Web scraping is the process of extracting data from websites automatically. In this article, we'll walk through code that scrapes article titles and links from the New York Times homepage using Node.js modules like request and cheerio.

Why Scrape the New York Times?

The New York Times publishes tons of high-quality content every day on topics like news, opinion, arts, living, and more. Scraping the site allows you to extract and store this content to power other applications. For example, you could:

Build a daily digest by scraping the latest headlines

Create a local search engine of NYT content

Analyze article sentiment over time

Archive interesting articles to read later

The possibilities are vast once you have structured data from a site like The Times!

Step 1: Import Needed Modules

Let's walk through the code section-by-section. First we import the modules we'll need:

const request = require('request'); // for sending HTTP requests
const cheerio = require('cheerio'); // for selecting/parsing HTML
const fs = require('fs'); // for writing to the filesystem

We use the request module to send the HTTP request to fetch the Times homepage.

Cheerio allows us to select elements in the HTML of the page, kind of like jQuery.

The fs module is used at the end for writing the scraped data to a JSON file.

Step 2: Define the URL and Request Options

Next we set the URL to scrape and define some options for our HTTP request:

// NYTimes URL
const url = '<https://www.nytimes.com/>';

// Request settings
const options = {
  url: url,
  headers: {
    'User-Agent': 'Mozilla/5.0'
  }
};

Here we are scraping the main nytimes.com homepage URL.

We also set a custom User-Agent header to mimic a real web browser, which prevents getting blocked as a bot.

Step 3: Send the Request and Load HTML

With our URL and options defined, we use request to grab the page HTML:

// Send request
request(options, (err, res, html) => {

  // Load HTML
  let $;
  try {
    $ = cheerio.load(html);
  } catch(err) {
    console.log('Cheerio error:', err);
    return;
  }

We pass our options to request and provide a callback to handle the response.

Inside, we use cheerio's load method to parse the HTML string into a Cheerio object that we can query (stored in $).

This gives us jQuery-style selectors to extract data.

Step 4: Define Variables and Select Elements

Now that we have the page loaded, we can start extracting the data we want - article titles and links:

Inspecting the page

We now inspect element in chrome to see how the code is structured…

You can see that the articles are contained inside section tags and with the class story-wrapper

// Initialize variables
let titles = [];
let links = [];

// Select articles
$('section.story-wrapper').each(function() {

  // Get data
  const title = $(this).find('h3').text().trim();
  const link = $(this).find('a').attr('href');

  // Validate
  if (!title || !link) {
    return;
  }

  // Save data
  titles.push(title);
  links.push(link);
});

First we define some arrays to store the info we scrape.

We select all section elements with the class story-wrapper, loop through, grab the text content from the h3 elements for titles and get the href attribute from links.

We do some validation to make sure we have valid content before saving to our arrays.

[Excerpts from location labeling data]
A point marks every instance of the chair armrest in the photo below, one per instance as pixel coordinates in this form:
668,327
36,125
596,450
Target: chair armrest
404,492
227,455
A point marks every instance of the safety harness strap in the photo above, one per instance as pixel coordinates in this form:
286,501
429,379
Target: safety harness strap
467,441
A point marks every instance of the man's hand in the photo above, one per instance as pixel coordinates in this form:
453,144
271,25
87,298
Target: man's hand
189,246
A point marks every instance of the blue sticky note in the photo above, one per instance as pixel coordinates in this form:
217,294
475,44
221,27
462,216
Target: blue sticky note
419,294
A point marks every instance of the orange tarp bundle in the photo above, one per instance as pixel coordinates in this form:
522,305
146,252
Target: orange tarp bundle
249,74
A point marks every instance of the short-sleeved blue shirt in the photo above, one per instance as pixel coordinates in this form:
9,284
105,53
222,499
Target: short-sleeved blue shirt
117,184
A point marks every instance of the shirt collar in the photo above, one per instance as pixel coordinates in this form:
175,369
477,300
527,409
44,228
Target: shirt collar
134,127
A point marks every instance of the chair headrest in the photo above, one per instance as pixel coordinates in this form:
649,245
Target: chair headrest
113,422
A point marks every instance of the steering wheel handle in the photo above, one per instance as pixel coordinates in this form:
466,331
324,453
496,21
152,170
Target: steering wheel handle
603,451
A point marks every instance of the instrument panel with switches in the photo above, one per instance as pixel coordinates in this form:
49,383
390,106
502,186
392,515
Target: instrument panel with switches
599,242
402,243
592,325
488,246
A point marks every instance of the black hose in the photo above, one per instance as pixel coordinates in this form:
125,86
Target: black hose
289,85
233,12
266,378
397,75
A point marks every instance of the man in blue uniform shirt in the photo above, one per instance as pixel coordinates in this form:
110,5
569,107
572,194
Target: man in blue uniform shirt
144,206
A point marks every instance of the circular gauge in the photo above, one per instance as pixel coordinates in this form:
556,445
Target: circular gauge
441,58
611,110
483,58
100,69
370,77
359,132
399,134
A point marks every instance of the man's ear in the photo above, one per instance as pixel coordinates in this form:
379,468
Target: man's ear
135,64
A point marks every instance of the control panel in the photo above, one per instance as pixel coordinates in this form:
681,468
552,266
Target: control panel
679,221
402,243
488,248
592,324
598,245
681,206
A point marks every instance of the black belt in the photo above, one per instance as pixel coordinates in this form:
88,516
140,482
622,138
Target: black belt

» WORK TO COMPLETE: Rewrite everything in the scraping tutorial from "We select all" down to "attribute from links.", changing "h3" to "h2". These records have no connection to the scraping tutorial.

» RESULT OF THIS EXERCISE:
We select all section elements with the class story-wrapper, loop through, grab the text content from the h2 elements for titles and get the href attribute from links.